'''
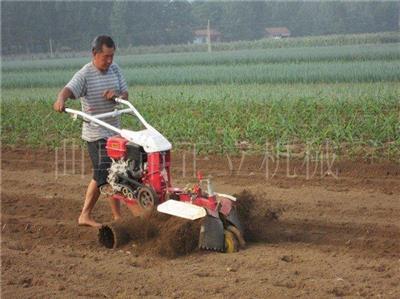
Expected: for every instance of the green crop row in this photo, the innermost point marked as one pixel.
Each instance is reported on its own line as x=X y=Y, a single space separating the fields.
x=358 y=120
x=266 y=43
x=329 y=72
x=326 y=54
'''
DIRECTIONS FOR THIS TASK: Present every line of the rows above as a numbered list, omitting blank lines and leaving out the pictures.

SOLUTION FOR THIS TASK:
1. Expected: for every instance of the green crop row in this photo, the innermost point marked as one pixel.
2. Each instance is reported on its own line as x=X y=Y, a single space separating the fields.
3. x=358 y=120
4. x=266 y=43
5. x=329 y=72
6. x=326 y=54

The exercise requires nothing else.